◆ ЗАДАНИЕ 1 ◆
О чём во фрагменте текста хозяин квартиры спросил гостя, когда расслышал, из какого тот города?
◆ ЗАДАНИЕ 2 ◆
Перепечатайте из фрагмента текста отрывок, который начинается словами «Накануне только я» и продолжается до слов «без ложки патоки.» включительно.

◆ ФРАГМЕНТ ТЕКСТА ◆
....................

До того лишь раз я слышал нечто подобное — когда на пару дней в руки попала старая послевоенная грампластинка Вертинского. Томный картавый голос подчёркнуто театрально и выразительно пел о трагедии маленькой балеринки, про матросов, приплывших на остров, где растёт голубой тюльпан, — картинки из другой жизни, лишь чувства те же. И мне нравился своей изящной раскрепощённостью куплет:

А я пью горькое пиво,

улыбаюсь глубиной души.

Так редко поют красиво

в нашей земной глуши.

Это было нечто — горькое пиво и улыбка глубиной души сквозь безнадёжную грусть.

Переписав плёнку на свой магнитофон, я вернул её владельцу — соседу по дому. Этот парень был старше меня, учился в институте, который вроде бы собирался бросать, потому что увлёкся стихами. Он поведал мне про недавнюю поездку в столицу, там ему удалось отыскать своего кумира, барда Тимура Чурчхелаву. Где-то раздобыл адрес и заявился к нему без приглашения прямо домой. Сунул тому в руки тетрадку своих стихов.

Хозяин квартиры был хмур, молчалив и явно с бодуна. Тетрадь отложил в сторону, переспросил:

— Так откуда ты, говоришь, приехал?..

Расслышав, из какого города, поинтересовался:

— А троллейбусы там есть?

— Есть, — недоумённо ответил гость.

И вдруг услышал:

— Ну, значит, действительно город…

И дались им эти троллейбусы, думал я, слушая своего приятеля, которому больше и вспомнить-то было нечего.

Накануне только я прочёл в «Юности», так сказать, любовную лирику Робертино Известинского: «За тобой через года иду, не колеблясь: если ты — провода, я — троллейбус». И Чурчхелава про то же — как он садится на ходу в синий троллейбус и там-де уходит от душевной беды. А всё дело в пассажирах: «Я к ним прикасался плечами… как много, представьте себе, доброты в молчанье, молчанье…»

Да уж, в часы пик и вообще хошь не хошь — прикоснёшься плечами…

Песенка вроде бы нормальная, однако не без ложки патоки.

Мне казалось, такие неуклюжие слова, как троллейбус и пассажиры, по своей несуразности для стихов не годились. Вот у Пушкина, например, их нет, — правда, тогда и электротранспорта на улицах не было. Подсознательно я понимал, что романтизированные новинки поэтического словаря походили на дешёвые побрякушки, будто пластмассовые клипсы на месте бриллиантов. А фамильярное обращение «представьте себе» раздражало своей вкрадчивой, доверительной фальшью.

....................

◆ ВЫДЕРЖКА ИЗ ДАННЫХ ◆
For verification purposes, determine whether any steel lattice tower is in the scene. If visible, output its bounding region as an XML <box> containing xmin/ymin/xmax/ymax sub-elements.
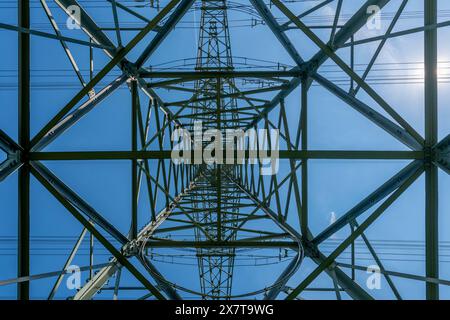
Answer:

....................

◆ ГОТОВЫЙ ОТВЕТ 1 ◆
Есть ли там троллейбусы.

◆ ГОТОВЫЙ ОТВЕТ 2 ◆
Накануне только я прочёл в «Юности», так сказать, любовную лирику Робертино Известинского: «За тобой через года иду, не колеблясь: если ты — провода, я — троллейбус». И Чурчхелава про то же — как он садится на ходу в синий троллейбус и там-де уходит от душевной беды. А всё дело в пассажирах: «Я к ним прикасался плечами… как много, представьте себе, доброты в молчанье, молчанье…»

Да уж, в часы пик и вообще хошь не хошь — прикоснёшься плечами…

Песенка вроде бы нормальная, однако не без ложки патоки.